━━━ Exercise materials ━━━

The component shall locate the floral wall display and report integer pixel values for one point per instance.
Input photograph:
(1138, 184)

━━━
━━━ Exercise materials ━━━

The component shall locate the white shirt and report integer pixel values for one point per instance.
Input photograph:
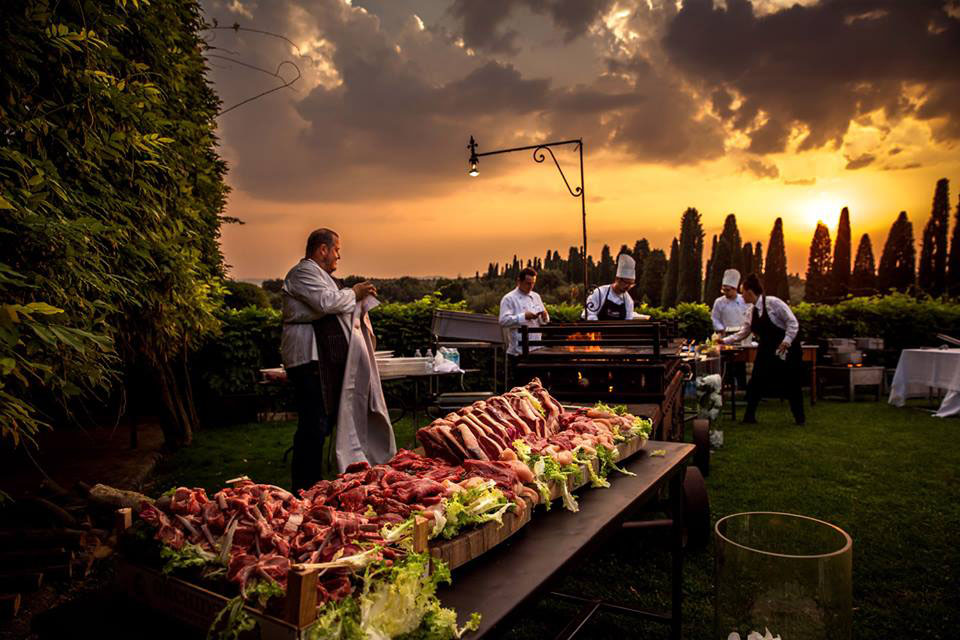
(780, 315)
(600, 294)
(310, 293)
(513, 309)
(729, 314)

━━━
━━━ Exercise materials ━━━

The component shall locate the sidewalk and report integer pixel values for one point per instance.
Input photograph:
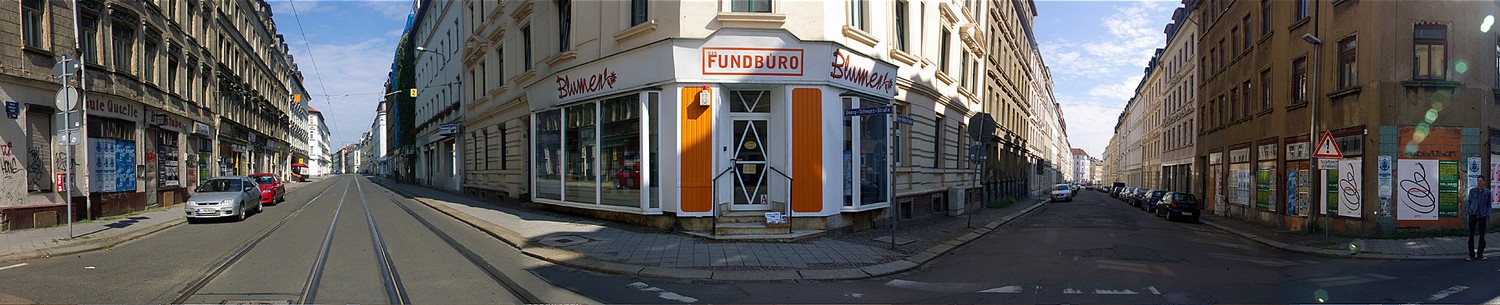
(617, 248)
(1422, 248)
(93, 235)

━━━

A single number is the whole answer: the tally of lines in the entries that hold "values".

3